- **Excerpted data**:

---

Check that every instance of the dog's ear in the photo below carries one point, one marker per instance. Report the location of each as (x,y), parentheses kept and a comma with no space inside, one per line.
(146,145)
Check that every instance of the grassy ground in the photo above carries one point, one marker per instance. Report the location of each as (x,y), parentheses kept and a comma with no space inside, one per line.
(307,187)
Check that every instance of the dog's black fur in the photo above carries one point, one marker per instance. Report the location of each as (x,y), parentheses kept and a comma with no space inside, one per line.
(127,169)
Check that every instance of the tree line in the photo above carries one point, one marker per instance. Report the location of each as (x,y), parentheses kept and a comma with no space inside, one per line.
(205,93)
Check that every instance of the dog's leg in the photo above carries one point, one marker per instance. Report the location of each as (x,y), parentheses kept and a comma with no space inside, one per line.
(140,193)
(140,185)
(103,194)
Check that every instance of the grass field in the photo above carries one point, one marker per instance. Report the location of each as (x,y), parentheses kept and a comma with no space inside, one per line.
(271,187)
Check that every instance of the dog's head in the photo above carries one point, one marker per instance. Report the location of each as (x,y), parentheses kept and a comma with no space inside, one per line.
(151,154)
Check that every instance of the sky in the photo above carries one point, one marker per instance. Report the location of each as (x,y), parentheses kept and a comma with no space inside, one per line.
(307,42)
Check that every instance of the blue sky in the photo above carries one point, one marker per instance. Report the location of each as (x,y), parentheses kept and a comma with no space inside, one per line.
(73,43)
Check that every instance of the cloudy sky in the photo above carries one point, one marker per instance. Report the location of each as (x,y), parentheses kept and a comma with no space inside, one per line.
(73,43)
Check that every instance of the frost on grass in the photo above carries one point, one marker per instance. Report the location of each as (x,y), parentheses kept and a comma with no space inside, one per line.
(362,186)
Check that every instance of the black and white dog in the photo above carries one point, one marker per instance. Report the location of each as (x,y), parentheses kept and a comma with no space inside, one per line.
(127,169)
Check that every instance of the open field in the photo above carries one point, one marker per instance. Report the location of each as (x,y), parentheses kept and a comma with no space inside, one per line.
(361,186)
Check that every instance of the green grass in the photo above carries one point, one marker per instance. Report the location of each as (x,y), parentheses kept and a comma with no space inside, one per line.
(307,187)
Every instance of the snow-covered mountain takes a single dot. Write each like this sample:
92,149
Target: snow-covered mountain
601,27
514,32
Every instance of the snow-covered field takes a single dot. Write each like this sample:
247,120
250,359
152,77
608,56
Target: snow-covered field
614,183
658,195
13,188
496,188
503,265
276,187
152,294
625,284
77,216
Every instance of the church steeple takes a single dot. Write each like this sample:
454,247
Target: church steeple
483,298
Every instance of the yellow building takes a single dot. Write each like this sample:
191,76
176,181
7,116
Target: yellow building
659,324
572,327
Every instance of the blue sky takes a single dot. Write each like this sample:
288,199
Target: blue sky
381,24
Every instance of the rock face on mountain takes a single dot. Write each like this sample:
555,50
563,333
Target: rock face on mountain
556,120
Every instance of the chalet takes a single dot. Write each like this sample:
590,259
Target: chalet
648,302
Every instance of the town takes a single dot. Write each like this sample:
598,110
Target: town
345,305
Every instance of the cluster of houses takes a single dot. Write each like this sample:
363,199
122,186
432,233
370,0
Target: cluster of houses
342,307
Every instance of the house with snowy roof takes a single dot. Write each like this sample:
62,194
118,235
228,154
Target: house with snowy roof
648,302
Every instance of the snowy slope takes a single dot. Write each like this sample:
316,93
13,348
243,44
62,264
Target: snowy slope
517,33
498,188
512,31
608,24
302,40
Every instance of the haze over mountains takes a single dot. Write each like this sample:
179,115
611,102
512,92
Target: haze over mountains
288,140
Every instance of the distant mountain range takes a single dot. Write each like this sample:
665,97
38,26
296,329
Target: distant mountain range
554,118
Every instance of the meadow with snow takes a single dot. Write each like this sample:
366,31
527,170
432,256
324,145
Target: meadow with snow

---

- **Problem statement**:
Copy out the line holding "Target: haze over mountains" along with all lines after it through the end of the entries, exactly and only these.

- **Solved problem**:
Target: haze over mountains
288,140
Every instance of the distant mountain range takes a single dot. Write each like this sample:
665,97
38,26
296,329
Target: distant mountain range
554,118
Every instance of the meadow with snow takes a single dot. Write each like this sample:
366,31
527,170
432,256
324,145
Target: meadow with snow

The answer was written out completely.